=== Listed records ===
+ + + +

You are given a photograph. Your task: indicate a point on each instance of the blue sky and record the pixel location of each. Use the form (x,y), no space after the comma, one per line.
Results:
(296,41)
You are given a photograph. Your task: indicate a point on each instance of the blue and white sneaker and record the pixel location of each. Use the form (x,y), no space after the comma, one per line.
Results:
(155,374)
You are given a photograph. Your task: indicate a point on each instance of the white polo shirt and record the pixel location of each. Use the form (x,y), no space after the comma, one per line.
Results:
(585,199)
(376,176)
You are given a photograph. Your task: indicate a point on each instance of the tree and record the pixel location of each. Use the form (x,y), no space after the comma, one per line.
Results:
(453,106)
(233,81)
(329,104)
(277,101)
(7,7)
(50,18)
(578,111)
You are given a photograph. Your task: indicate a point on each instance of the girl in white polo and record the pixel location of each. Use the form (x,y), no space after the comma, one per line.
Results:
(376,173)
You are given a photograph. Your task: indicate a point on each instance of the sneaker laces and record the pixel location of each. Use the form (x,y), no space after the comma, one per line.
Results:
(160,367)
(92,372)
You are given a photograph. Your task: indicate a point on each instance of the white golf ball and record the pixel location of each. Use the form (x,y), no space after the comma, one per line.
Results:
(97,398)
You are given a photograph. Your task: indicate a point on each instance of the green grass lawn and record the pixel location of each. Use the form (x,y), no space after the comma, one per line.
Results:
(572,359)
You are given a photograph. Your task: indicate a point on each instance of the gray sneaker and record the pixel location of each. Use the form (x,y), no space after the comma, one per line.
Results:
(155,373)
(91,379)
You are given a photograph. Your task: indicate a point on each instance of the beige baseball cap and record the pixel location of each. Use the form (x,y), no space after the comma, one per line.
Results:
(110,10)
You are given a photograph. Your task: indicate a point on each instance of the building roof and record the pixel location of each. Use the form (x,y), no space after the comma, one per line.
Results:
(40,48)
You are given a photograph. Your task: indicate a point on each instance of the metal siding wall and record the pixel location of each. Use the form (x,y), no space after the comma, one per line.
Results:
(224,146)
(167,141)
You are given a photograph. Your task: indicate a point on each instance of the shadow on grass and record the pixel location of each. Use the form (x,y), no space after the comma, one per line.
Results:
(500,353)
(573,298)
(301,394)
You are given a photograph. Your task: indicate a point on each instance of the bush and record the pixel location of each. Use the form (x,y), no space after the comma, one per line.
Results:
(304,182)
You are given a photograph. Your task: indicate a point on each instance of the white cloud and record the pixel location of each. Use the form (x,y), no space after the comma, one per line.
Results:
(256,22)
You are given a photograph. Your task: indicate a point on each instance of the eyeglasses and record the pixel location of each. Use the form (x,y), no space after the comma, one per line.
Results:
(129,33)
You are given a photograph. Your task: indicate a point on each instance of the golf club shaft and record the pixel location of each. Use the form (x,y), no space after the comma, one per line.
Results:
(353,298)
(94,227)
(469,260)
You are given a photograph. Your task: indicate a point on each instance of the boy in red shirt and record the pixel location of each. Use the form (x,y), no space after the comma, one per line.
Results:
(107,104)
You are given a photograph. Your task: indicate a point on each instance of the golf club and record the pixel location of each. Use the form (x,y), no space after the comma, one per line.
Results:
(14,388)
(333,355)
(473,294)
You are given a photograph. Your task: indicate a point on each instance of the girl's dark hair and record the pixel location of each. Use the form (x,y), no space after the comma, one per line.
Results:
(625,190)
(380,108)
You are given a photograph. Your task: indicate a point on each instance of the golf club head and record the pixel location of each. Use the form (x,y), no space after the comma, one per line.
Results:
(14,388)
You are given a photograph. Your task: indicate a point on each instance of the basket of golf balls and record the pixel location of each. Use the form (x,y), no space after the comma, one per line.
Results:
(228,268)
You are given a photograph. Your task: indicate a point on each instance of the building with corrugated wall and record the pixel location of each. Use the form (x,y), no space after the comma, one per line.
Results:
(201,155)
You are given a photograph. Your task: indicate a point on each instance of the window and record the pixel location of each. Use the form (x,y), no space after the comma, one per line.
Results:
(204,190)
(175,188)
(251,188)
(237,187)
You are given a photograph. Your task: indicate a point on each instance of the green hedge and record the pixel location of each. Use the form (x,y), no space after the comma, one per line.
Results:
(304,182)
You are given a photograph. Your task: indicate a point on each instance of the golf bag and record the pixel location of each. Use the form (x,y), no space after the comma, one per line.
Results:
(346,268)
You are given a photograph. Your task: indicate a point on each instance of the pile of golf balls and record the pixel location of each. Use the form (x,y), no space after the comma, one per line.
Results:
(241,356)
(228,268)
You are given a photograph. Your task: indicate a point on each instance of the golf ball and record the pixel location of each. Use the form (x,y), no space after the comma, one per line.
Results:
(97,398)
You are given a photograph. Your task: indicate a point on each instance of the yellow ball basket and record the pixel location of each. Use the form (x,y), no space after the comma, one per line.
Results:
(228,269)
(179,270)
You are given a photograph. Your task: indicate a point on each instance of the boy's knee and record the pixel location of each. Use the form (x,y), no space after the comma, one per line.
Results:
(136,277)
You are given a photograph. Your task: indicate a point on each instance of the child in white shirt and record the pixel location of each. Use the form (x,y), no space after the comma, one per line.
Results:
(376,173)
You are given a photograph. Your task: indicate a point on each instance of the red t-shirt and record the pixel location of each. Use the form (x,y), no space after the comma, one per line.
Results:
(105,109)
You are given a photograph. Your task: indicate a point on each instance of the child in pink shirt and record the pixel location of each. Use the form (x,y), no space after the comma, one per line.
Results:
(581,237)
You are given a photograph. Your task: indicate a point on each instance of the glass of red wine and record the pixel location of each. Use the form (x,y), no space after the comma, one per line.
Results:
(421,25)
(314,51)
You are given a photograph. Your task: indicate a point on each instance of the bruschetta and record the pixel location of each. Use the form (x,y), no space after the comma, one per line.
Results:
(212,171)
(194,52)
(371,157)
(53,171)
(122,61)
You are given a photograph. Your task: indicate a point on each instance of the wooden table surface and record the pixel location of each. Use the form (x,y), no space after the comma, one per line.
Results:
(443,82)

+ + + +

=== Aim of the exercise ===
Write every record out again, unaltered.

=== Answer ===
You are given a photograph. Your task: indicate a point on each instance of the blue sky and record the pixel location of each. Use the form (x,y), no space after the comma, one per line.
Results:
(296,41)
You are given a photograph. Your task: indicate a point on each instance of the blue and white sneaker and record the pixel location of each. Use the form (x,y), no space after the comma, one per line.
Results:
(155,374)
You are given a photograph. Your task: indicate a point on each instance of the white polo shirt and record the pixel location of each. Use the form (x,y), no space after the comma, one per line.
Results:
(585,199)
(376,176)
You are given a photograph. Your task: indicate a point on each instance of the tree and record the pixel location of each. Use the form (x,y), no space after the comma, one per line.
Results:
(453,106)
(233,81)
(329,104)
(277,101)
(7,7)
(50,18)
(578,111)
You are given a photograph. Your task: indicate a point on each instance of the girl in white polo and record the pixel location of each. Use the form (x,y), no space after the comma, one per line.
Results:
(376,173)
You are given a photograph. Your task: indicate a point on each instance of the sneaker laces and record the pixel location of each. Use the form (x,y), no space after the comma, one per line.
Results:
(160,367)
(92,372)
You are given a photograph. Your task: indicate a point on each instance of the white golf ball and record the pixel location of each. Use the form (x,y), no space after the comma, one per line.
Results:
(97,398)
You are given a photograph. Your task: indicate a point on each instance of the green grass lawn and record the pixel location of each. Use the form (x,y), no space after the comma, one per line.
Results:
(572,359)
You are given a photograph. Your task: indicate a point on each instance of the gray sneaker and record the pixel location of each. Use the form (x,y), no space after the comma, one per line.
Results:
(155,373)
(91,379)
You are given a photograph. Your task: indicate a point on each instance of the beige baseball cap and record the pixel location of each. Use the form (x,y), no space after the comma, one per line.
Results:
(110,10)
You are given a photograph. Your task: indicate a point on each instance of the building roof and record the pixel location of each. Use the form (x,y), no space after the comma, one per line.
Results:
(40,48)
You are given a photograph. Your task: indicate a point on each instance of the metal siding wall and record the pixel location of each. Use the form (x,y), no space after the comma, one per line.
Results:
(224,146)
(167,141)
You are given a photograph. Your task: indicate a point on each instance of the shadow on grass and record the pixel location of each. Use the form (x,y), no space after the comma, one per line.
Results:
(500,353)
(573,298)
(301,394)
You are given a photograph. Your task: indicate a point on each instance of the bush and record the pixel location of each. Use the form (x,y), no space after the comma, one per line.
Results:
(304,182)
You are given a photograph. Your task: indicate a point on each instance of the white cloud and record the pixel location of each. Use the form (x,y), no space after the comma, one per line.
Results:
(256,22)
You are given a photograph. Your task: indicate a point on each instance of the eyeglasses and record the pixel location of each. Use the form (x,y), no space after the comma, one per line.
Results:
(129,33)
You are given a photograph. Your task: indicate a point on each instance of the golf club shaft and record the pixel location of each. Use the form (x,y), no space after the comma, one per line.
Results:
(353,298)
(94,227)
(469,260)
You are given a photograph. Your task: indicate a point on each instance of the boy in red shirt and record the pixel location of each. Use the form (x,y), no space after the comma, one per line.
Results:
(107,104)
You are given a photograph. Your task: indicate a point on each instance of the golf club and record the pixel location of each. Use the form (x,y), no space after the comma, one per line.
Results:
(14,388)
(333,355)
(473,294)
You are given a photograph. Your task: indicate a point on each instance of the girl's dark hair and record the pixel location of each. Use the form (x,y), no space after the comma, one per line.
Results:
(625,190)
(380,108)
You are given a photograph. Your task: indicate a point on each instance of the golf club head and record the pixel location of each. Use the form (x,y), no space after the comma, one per line.
Results:
(14,388)
You are given a photograph. Your task: indicate a point on each instance of the basket of golf balls and record the pixel location of each. Use the form (x,y), no space after the comma, one per line.
Results:
(228,268)
You are given a photograph. Your task: indicate a point on each instance of the building with corrugated wall and record the pixel location of each. Use the form (x,y), no space after the comma, one per line.
Results:
(201,155)
You are given a photograph. Your task: indicate a point on each instance of the window and record the pixel location of each. Use the form (x,y), no space after the comma, one per line.
Results:
(204,190)
(175,188)
(251,188)
(237,187)
You are given a photograph. Your task: indicate a point on each instance of the green hedge and record the pixel location of each. Use the form (x,y), no space after the comma, one per line.
Results:
(304,182)
You are given a photograph. Your task: indicate a point on each instance of the golf bag and record the pixel location of each. Use the form (x,y), no space after the comma, one per line.
Results:
(346,268)
You are given a photograph. Your task: indicate a point on each instance of the pile of golf balls and record the pixel location of each. Use the form (x,y), no space after the comma, one per line.
Results:
(241,356)
(228,268)
You are given a photograph. Your task: indicate a point on each instance of the golf ball and record the pixel location of each. Use the form (x,y), no space after the comma, one per line.
Results:
(97,398)
You are given a photograph. Your task: indicate a point on each instance of the yellow ball basket and record the pixel location of each. Use the form (x,y), no space after the comma, one per line.
Results:
(228,269)
(179,270)
You are given a photograph. Your task: indicate a point on each instance of the boy's knee and record the pixel location of each. Use the form (x,y), no space after the comma, one per line.
Results:
(136,277)
You are given a photograph. Your task: indicate a point on each instance of the child in white shirt and record the pixel location of each. Use the form (x,y), no space after the comma, one per line.
Results:
(376,173)
You are given a photograph. Your task: indicate a point on each instance of the red t-shirt and record the pixel location of each. Use the form (x,y), no space after the comma, one per line.
Results:
(105,109)
You are given a photograph. Your task: indicate a point on each instance of the child in pink shirt and record the pixel location of each. Use the form (x,y), no space after the comma, one per line.
Results:
(581,237)
You are given a photograph. Your task: indicate a point on each instance of the glass of red wine and record the pixel location of each. Use the form (x,y), no space after the comma, one per line.
Results:
(421,25)
(314,51)
You are given a photograph. Your task: indicate a point on each instance of the bruschetta and record the pixel location of each. Use the form (x,y), no space after the comma, one per line.
Results:
(212,171)
(194,52)
(371,157)
(53,171)
(122,61)
You are given a photograph. Your task: indicate a point on each instance of the wooden table surface and record the pixel location of each. Use the form (x,y), no space after the comma, one per line.
Results:
(443,82)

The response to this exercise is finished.